(Aangeleverde tekst):

________________________________________

Op 1 juli 1999 ontving de Nationale ombudsman een verzoekschrift van mevrouw S. te Nijverdal, ingediend door de heer S. te Nijverdal, met een klacht over een gedraging van de Informatie Beheer Groep (productgroep Tegemoetkoming Studiekosten en Lesgeld) te Groningen. Naar deze gedraging werd een onderzoek ingesteld.
Op grond van de namens verzoekster verstrekte gegevens werd de klacht als volgt geformuleerd:
Verzoekster - die op 10 februari 1999 een verzoek om uitstel van betaling van een lesgeldschuld had ingediend - klaagt erover dat de Informatie Beheer Groep zonder daarop in te gaan toch op 8 maart 1999 een dwangbevel heeft uitgevaardigd hetgeen op 26 maart 1999 door een deurwaarder aan verzoekster is betekend. Zij acht het niet terecht dat aan haar nu invorderingskosten en rente in rekening zijn gebracht.
Onderzoek
In het kader van het onderzoek werd de Informatie Beheer Groep verzocht op de klacht te reageren en een afschrift toe te sturen van de stukken die op de klacht betrekking hebben.
Het resultaat van het onderzoek werd als verslag van bevindingen gestuurd aan betrokkenen. De reactie van de IBG gaf aanleiding het verslag op een enkel punt aan te vullen. Verzoekster gaf binnen de gestelde termijn geen reactie.
Bevindingen
De bevindingen van het onderzoek luiden als volgt:
A. feiten
1. Verzoekster had - ondanks schriftelijke aanmaning daartoe door de Informatie Beheer Groep (IBG) - op 22 juni 1998 het door haar ingevolge de Les- en cursusgeldwet voor het studiejaar 1997/1998 verschuldigde lesgeld nog niet betaald. Daarom zond de IBG verzoekster op die datum een brief waarin zij alsnog werd aangemaand het verschuldigde bedrag van f 1507 te betalen. Indien het bedrag niet vóór eind augustus 1998 bij de IBG binnen zou zijn zou de vordering worden overgedragen aan de deurwaarder. De IBG gaf haar echter in de brief nog één kans om via eigen overschrijvingen in zes opeenvolgende termijnen te betalen. Als de eerste termijn vóór eind augustus 1998 bij de IBG binnen zou zijn, aldus de brief - zou de deurwaarder niet worden ingeschakeld. De laatste betaling diende eind januari 1999 binnen te zijn. De IBG eindigde de brief als volgt:
"...Betaalt u een termijn niet op tijd? Dan zullen wij uw schuld, zonder bericht vooraf, overdragen aan de deurwaarder. Wij brengen u dan rente over uw schuld in rekening. Verder zijn in dat geval ook de kosten van de deurwaarder voor uw rekening..."

________________________________________

(Te beoordelen gegevens):
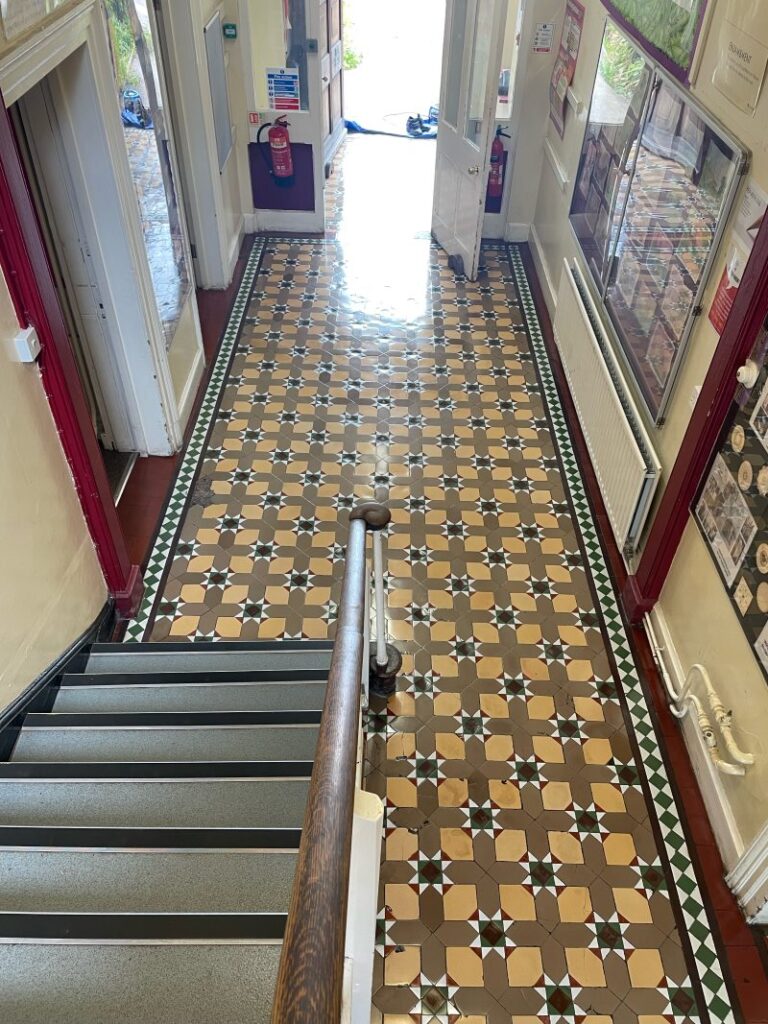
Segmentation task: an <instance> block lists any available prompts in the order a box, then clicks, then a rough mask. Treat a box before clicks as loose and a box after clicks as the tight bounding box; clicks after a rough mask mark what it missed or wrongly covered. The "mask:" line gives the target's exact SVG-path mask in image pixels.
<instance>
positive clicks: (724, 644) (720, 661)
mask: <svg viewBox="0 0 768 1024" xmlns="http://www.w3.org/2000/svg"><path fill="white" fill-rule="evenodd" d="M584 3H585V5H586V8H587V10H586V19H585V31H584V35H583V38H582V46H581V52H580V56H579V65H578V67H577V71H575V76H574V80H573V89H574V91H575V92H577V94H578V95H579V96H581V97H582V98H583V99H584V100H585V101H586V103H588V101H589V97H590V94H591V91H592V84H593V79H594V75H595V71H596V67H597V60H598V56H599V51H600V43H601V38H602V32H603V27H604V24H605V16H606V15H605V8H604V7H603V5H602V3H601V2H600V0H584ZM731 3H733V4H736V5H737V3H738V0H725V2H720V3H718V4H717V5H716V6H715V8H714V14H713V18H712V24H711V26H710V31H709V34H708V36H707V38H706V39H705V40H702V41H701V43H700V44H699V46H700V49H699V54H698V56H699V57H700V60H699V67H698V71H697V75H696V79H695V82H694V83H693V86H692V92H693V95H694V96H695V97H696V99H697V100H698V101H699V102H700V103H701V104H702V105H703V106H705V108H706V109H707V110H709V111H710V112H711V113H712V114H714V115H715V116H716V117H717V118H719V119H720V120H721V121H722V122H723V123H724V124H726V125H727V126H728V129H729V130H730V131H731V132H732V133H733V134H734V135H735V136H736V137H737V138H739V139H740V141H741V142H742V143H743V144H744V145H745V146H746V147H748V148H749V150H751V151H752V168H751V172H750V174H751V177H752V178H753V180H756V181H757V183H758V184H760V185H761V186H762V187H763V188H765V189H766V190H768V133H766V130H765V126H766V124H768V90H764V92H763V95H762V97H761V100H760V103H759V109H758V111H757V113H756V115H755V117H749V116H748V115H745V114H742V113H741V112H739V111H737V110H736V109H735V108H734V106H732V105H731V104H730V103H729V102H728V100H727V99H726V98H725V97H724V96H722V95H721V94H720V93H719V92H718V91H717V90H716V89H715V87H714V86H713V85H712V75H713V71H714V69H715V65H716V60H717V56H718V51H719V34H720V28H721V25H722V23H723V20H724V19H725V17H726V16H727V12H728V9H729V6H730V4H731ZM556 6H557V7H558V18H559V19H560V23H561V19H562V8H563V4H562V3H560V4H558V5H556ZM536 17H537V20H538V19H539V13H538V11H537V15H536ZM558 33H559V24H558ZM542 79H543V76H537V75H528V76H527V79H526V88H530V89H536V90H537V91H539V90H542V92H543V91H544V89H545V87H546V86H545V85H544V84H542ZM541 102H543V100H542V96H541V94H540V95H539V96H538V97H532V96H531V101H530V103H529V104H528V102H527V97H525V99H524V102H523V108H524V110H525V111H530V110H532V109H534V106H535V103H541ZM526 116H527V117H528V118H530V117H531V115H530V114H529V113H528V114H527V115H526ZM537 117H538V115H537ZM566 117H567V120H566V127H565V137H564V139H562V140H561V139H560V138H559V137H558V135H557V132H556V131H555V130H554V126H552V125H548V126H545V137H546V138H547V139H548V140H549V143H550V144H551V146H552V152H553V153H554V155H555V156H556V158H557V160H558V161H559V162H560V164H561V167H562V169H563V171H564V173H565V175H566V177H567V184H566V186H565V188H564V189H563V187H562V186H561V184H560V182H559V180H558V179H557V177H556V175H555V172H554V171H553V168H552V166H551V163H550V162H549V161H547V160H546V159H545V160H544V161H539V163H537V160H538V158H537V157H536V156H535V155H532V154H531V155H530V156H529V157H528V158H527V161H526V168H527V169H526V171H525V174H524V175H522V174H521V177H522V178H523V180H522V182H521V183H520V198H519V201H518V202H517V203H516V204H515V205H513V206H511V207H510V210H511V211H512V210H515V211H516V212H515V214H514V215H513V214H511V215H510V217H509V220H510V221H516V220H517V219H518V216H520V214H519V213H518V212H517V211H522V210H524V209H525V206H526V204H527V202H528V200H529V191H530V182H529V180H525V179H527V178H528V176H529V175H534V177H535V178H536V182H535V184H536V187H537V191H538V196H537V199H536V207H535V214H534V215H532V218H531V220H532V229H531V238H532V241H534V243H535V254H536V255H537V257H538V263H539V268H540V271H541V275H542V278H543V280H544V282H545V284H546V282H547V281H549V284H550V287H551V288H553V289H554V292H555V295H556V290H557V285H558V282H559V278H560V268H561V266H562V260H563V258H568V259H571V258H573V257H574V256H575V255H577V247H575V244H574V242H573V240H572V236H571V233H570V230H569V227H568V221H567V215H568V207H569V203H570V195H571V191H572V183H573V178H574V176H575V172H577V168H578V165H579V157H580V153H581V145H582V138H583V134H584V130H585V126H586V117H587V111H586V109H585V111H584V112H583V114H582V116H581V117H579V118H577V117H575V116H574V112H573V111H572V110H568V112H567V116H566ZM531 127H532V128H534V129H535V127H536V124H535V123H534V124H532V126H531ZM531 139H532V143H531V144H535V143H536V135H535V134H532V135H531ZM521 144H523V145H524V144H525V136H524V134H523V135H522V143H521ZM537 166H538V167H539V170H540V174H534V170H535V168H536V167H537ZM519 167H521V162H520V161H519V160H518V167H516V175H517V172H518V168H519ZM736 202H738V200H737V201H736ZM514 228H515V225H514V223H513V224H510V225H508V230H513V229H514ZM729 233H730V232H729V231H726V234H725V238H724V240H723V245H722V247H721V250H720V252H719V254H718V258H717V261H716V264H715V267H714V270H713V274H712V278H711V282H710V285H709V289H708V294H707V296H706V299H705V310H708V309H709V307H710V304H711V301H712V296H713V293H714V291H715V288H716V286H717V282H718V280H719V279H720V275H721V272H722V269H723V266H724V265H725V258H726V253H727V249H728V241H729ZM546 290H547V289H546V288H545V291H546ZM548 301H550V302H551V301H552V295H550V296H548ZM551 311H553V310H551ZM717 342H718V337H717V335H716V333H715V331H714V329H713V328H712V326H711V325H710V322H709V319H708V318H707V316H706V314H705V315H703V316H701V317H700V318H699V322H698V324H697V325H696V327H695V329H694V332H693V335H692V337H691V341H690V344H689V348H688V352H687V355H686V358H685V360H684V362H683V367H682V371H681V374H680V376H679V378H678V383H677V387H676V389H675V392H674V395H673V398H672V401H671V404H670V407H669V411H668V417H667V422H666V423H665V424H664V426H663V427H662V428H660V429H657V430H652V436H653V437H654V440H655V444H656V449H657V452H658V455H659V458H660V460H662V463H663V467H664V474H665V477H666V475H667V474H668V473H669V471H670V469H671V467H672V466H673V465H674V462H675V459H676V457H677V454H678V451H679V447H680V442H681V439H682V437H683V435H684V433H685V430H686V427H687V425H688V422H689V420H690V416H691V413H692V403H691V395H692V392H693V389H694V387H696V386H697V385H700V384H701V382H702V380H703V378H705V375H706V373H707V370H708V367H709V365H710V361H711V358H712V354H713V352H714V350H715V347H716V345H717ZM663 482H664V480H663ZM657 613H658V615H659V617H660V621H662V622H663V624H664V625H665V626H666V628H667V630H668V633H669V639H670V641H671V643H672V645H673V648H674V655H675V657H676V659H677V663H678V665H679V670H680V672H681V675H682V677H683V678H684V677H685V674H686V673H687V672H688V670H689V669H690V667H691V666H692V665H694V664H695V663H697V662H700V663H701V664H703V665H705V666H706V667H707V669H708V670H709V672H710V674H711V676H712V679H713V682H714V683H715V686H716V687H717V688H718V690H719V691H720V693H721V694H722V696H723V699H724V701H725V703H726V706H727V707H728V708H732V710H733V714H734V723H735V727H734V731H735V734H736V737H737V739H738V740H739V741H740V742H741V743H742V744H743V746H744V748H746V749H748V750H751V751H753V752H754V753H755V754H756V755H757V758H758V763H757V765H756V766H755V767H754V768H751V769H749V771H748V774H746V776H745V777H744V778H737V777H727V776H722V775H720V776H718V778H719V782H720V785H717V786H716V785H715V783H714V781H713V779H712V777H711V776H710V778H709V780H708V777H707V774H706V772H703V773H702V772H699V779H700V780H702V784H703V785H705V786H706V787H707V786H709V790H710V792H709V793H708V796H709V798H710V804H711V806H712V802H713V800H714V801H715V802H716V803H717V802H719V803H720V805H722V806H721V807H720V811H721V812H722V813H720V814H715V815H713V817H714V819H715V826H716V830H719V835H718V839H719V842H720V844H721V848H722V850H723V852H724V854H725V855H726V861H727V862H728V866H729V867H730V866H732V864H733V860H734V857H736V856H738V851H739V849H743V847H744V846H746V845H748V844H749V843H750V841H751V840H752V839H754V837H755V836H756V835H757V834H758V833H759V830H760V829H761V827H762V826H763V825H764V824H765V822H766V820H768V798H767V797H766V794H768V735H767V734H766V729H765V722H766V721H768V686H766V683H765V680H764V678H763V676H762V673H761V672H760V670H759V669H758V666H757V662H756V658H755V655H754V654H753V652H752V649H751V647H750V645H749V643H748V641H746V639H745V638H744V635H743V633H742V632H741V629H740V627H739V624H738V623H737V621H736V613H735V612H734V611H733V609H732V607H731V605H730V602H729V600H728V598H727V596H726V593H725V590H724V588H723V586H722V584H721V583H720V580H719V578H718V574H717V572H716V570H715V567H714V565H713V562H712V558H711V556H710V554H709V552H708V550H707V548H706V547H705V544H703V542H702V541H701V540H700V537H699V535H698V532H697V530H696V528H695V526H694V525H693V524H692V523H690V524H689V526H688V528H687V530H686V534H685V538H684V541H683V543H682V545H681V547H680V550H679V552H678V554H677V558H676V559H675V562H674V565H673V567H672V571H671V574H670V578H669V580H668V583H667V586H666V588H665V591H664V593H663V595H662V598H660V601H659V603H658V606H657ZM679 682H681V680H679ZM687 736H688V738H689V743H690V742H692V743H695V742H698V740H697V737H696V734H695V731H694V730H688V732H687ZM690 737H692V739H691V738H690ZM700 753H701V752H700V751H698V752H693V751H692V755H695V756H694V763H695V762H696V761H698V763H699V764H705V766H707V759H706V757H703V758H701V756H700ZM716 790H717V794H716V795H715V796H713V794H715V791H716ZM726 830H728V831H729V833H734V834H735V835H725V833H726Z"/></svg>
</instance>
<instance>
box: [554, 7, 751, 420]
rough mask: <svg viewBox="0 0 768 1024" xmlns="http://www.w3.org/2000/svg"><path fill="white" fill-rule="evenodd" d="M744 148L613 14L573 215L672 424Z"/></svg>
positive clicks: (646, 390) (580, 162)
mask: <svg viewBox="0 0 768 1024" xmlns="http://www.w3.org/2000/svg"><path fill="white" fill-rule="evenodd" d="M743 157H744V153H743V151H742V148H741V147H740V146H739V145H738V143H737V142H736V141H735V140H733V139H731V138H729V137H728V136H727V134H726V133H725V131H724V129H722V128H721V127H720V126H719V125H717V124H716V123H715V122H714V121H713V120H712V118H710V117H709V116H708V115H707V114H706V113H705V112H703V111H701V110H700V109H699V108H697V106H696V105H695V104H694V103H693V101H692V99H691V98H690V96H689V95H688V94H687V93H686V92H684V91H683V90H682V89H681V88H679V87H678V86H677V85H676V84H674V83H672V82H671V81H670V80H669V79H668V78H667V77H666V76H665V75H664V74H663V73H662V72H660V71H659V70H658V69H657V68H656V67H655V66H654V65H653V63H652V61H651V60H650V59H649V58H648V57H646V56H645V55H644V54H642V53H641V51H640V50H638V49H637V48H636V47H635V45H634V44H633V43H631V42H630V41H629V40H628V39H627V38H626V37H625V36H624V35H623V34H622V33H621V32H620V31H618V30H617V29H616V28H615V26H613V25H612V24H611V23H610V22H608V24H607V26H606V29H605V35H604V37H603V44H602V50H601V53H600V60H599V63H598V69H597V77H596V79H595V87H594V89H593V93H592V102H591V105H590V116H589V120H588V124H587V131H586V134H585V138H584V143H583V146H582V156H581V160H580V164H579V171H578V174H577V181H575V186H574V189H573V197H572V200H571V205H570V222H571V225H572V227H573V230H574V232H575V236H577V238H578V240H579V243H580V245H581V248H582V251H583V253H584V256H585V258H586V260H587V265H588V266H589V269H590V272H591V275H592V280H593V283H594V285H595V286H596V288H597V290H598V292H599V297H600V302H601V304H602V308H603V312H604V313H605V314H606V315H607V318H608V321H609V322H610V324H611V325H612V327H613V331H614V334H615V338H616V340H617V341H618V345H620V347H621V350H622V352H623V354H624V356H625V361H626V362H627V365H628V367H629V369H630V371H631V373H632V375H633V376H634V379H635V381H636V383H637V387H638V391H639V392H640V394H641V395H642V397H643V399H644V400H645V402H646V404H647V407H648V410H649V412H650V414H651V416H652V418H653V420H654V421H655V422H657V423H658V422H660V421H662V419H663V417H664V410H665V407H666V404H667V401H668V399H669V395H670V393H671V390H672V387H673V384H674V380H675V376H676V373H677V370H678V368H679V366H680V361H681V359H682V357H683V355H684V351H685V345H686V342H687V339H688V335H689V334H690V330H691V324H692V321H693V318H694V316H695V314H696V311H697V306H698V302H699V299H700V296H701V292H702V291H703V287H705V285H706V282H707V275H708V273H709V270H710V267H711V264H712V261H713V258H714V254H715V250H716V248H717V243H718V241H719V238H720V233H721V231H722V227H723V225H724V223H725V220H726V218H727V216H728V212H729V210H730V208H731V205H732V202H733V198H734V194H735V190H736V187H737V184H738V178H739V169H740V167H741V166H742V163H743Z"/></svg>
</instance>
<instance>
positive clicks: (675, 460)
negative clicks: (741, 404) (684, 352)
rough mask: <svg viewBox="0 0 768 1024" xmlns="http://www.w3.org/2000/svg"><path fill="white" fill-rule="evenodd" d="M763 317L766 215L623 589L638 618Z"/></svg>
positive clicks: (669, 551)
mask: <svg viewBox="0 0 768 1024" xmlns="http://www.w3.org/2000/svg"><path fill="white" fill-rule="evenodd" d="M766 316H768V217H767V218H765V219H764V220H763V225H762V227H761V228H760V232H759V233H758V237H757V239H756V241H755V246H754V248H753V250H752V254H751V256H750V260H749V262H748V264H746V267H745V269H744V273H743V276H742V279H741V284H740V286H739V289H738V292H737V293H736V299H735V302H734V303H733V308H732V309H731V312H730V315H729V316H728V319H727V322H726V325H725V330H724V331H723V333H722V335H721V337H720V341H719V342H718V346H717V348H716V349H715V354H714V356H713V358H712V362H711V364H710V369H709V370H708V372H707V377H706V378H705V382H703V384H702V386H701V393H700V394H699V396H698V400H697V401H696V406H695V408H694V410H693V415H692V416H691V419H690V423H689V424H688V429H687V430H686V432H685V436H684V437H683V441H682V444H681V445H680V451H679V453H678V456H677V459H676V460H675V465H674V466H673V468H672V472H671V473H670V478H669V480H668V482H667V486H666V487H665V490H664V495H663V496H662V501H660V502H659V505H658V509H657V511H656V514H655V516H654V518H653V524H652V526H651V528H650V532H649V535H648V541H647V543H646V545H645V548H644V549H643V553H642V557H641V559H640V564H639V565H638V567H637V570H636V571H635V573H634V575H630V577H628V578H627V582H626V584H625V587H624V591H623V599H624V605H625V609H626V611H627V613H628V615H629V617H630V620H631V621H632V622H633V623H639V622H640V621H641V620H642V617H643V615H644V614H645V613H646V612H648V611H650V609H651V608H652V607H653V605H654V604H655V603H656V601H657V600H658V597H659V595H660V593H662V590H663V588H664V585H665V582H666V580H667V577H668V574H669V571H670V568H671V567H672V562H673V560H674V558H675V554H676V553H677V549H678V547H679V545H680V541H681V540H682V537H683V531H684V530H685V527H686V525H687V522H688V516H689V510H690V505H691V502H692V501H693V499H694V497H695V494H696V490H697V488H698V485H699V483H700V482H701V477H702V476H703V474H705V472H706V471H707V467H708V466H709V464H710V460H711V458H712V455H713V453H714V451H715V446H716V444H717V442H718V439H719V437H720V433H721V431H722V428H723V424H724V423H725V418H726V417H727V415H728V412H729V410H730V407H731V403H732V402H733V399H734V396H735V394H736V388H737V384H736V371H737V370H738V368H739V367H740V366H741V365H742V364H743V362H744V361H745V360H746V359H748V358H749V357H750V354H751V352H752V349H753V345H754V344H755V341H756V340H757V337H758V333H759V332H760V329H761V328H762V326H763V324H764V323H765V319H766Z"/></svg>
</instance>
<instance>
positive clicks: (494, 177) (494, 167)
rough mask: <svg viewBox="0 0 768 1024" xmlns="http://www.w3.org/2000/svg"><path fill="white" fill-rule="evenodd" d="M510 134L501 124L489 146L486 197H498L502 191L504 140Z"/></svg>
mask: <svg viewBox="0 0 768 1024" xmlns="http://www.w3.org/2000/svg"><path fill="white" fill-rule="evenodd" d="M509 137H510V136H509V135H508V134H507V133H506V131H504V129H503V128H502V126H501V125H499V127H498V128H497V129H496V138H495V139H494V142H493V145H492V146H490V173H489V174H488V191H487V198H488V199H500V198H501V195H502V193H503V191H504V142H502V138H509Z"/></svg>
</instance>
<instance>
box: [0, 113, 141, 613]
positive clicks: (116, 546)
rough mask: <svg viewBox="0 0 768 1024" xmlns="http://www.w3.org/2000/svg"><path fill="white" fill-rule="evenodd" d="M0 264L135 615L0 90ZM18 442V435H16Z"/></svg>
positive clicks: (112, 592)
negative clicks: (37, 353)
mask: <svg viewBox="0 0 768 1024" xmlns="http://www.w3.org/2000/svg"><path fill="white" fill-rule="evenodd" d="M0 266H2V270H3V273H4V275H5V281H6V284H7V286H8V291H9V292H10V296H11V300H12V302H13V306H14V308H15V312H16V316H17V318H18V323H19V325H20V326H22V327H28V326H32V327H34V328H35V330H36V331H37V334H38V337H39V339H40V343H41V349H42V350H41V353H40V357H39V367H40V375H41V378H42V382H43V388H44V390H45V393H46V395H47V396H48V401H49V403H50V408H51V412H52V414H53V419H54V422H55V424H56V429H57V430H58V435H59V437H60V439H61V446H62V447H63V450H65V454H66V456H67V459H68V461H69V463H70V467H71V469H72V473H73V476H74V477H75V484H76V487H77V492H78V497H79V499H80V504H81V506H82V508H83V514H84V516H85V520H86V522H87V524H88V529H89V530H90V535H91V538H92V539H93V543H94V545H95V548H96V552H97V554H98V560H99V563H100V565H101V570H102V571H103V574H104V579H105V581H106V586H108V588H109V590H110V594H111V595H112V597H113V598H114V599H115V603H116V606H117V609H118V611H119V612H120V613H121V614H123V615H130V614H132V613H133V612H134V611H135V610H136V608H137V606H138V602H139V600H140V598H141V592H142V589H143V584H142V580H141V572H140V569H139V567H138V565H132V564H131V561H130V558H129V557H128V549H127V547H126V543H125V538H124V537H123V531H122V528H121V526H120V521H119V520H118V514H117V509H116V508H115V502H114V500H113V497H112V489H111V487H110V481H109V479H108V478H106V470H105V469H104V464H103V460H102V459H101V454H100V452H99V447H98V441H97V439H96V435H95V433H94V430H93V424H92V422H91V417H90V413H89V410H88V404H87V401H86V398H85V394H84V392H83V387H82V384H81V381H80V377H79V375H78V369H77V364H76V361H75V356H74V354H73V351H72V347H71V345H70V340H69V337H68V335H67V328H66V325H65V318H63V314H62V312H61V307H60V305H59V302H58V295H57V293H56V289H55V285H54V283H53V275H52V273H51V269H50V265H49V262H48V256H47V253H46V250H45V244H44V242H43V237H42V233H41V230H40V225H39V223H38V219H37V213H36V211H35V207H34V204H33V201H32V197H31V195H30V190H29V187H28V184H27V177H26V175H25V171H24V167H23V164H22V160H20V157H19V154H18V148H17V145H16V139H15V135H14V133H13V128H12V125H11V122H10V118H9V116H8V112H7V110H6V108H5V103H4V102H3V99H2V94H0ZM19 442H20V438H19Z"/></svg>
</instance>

________________________________________

(Werkopdracht 1): Neem het deel van de aangeleverde tekst letterlijk over dat begint bij de woorden "Op 1 juli 1999" en ophoudt na de woorden "een onderzoek ingesteld.".
(Werkopdracht 2): Zet de regels van de gegevens, vanaf het begin tot en met de regel met "positive clicks: (724, 644) (720, 661)", om in een JSON-lijst van strings met één string per regel en zonder lege regels. Laat de afbeeldingen in uw antwoord weg.

(Antwoordveld 1):
Op 1 juli 1999 ontving de Nationale ombudsman een verzoekschrift van mevrouw S. te Nijverdal, ingediend door de heer S. te Nijverdal, met een klacht over een gedraging van de Informatie Beheer Groep (productgroep Tegemoetkoming Studiekosten en Lesgeld) te Groningen. Naar deze gedraging werd een onderzoek ingesteld.

(Antwoordveld 2):
[
  "Segmentation task: an <instance> block lists any available prompts in the order a box, then clicks, then a rough mask. Treat a box before clicks as loose and a box after clicks as the tight bounding box; clicks after a rough mask mark what it missed or wrongly covered. The \"mask:\" line gives the target's exact SVG-path mask in image pixels.",
  "<instance>",
  "positive clicks: (724, 644) (720, 661)"
]